Convert every entry below into a numbered list, leaving out any blank lines.

Begin Given data

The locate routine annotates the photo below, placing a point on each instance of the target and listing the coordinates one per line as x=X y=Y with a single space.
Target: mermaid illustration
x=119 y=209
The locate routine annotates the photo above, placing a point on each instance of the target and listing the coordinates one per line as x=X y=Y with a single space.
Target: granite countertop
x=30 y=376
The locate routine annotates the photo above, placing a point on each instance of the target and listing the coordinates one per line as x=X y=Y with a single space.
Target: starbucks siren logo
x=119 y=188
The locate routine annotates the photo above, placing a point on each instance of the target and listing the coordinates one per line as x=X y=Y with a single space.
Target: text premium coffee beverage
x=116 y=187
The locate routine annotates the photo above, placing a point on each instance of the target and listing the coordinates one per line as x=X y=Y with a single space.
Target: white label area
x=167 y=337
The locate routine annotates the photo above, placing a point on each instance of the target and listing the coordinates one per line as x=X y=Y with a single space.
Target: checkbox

End Given data

- _Solved problem_
1. The locate routine annotates the photo below, placing a point on each instance of the target and listing the coordinates one per line as x=X y=Y with a single space.
2. Target: mermaid illustration
3. x=119 y=209
4. The locate routine annotates the photo above, placing a point on each instance of the target and listing the coordinates one per line as x=X y=Y with a single space.
5. Target: granite countertop
6. x=30 y=376
7. The locate routine annotates the photo above, placing a point on each instance of the target and listing the coordinates one per line as x=X y=Y with a single space.
8. Target: starbucks siren logo
9. x=119 y=188
10. The locate routine annotates the photo above, placing a point on each instance of the target and listing the coordinates one per line as x=X y=Y with a single space.
11. Target: text premium coffee beverage
12. x=116 y=187
13. The locate routine annotates the photo above, placing a point on each instance of the target and listing the coordinates one per line as x=X y=Y with a single space.
14. Target: white label area
15. x=167 y=337
16. The locate routine annotates the photo above, placing a point on each instance of the target and listing the coordinates one per line as x=X y=Y with a single space.
17. Target: checkbox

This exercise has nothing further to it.